Short problem ▸ Rewrite every row below, putting "pixel coordinates" wherever "pixel values" appears and leaving everything else as it is.

━━━━━ Given data ━━━━━

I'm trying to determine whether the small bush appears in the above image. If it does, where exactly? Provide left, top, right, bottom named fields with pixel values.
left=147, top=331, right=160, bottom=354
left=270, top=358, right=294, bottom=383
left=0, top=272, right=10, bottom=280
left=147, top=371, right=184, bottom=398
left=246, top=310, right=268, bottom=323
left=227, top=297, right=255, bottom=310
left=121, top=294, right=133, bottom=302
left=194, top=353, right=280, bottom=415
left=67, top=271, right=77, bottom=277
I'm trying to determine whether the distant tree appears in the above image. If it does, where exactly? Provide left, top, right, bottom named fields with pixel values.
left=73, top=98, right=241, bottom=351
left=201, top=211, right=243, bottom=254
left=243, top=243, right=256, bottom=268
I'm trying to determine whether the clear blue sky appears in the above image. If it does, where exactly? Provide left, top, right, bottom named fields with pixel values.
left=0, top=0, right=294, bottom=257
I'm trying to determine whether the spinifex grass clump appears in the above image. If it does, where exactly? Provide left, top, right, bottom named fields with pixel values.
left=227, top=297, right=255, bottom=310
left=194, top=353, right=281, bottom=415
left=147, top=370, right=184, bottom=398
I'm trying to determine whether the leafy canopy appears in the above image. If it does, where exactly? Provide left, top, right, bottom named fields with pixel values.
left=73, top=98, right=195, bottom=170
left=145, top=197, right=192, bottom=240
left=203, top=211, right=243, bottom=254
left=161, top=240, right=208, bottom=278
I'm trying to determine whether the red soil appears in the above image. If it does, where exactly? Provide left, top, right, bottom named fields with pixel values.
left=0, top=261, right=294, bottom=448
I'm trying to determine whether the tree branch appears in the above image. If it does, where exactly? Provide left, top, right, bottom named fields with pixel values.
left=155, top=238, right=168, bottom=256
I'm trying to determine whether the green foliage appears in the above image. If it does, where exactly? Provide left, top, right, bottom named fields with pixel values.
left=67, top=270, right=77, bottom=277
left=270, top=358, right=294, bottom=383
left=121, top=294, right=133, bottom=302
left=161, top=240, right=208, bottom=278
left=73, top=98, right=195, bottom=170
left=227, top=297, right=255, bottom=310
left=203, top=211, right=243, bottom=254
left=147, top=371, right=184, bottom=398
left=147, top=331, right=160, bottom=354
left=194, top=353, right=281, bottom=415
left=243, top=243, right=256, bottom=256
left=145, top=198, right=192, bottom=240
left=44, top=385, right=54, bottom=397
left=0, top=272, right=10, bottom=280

━━━━━

Exercise result ▸
I'm trying to determine whether the small bush appears in the above image. If it does, where exactly? Provide left, top, right, bottom named fields with pixel coordinates.
left=147, top=331, right=160, bottom=354
left=270, top=358, right=294, bottom=383
left=0, top=272, right=10, bottom=280
left=147, top=371, right=184, bottom=398
left=246, top=310, right=268, bottom=323
left=227, top=297, right=255, bottom=310
left=121, top=294, right=133, bottom=302
left=194, top=353, right=280, bottom=415
left=67, top=271, right=77, bottom=277
I'm trying to determine whether the distant tree appears in the above image. If it does, where exactly? Provide left, top, right, bottom named fields with pixel coordinates.
left=73, top=98, right=241, bottom=351
left=201, top=211, right=243, bottom=254
left=243, top=243, right=256, bottom=268
I'm trying to determine whether the clear blue sky appears in the above image. If it does, where exactly? Provide left, top, right, bottom named fields with pixel coordinates.
left=0, top=0, right=294, bottom=257
I'm trying to determine whether the spinifex grass clump appears in the above image. If it does, where exactly? Provide left, top, right, bottom named fields with pixel coordinates.
left=227, top=297, right=255, bottom=310
left=194, top=353, right=281, bottom=415
left=147, top=370, right=184, bottom=398
I'm trying to determine whether the leafy canopy appears in the above image. If it does, where exactly? Provide left, top, right, bottom named fields with pixel coordinates.
left=73, top=98, right=195, bottom=170
left=145, top=197, right=192, bottom=240
left=203, top=211, right=243, bottom=254
left=161, top=240, right=208, bottom=278
I'm trying to determine whether the red soil appears in the above image. If it does, where exactly? Provide left, top, right, bottom named fields with pixel coordinates.
left=0, top=261, right=294, bottom=448
I'm trying to determine whether the tree branch appears in the above image. If it does, where exactly? Provide left, top, right, bottom named fields with pixel coordinates.
left=155, top=238, right=168, bottom=256
I'm trying to determine whether the green foliage appears in the above image. If it does, where exactly? Provide left, top, right, bottom named fields with pixel coordinates.
left=67, top=270, right=77, bottom=277
left=270, top=358, right=294, bottom=383
left=121, top=294, right=133, bottom=302
left=161, top=240, right=208, bottom=278
left=73, top=98, right=195, bottom=170
left=227, top=297, right=255, bottom=310
left=203, top=211, right=243, bottom=254
left=147, top=371, right=184, bottom=398
left=147, top=331, right=160, bottom=354
left=194, top=353, right=281, bottom=415
left=243, top=243, right=256, bottom=256
left=145, top=198, right=192, bottom=240
left=44, top=385, right=54, bottom=397
left=0, top=272, right=10, bottom=280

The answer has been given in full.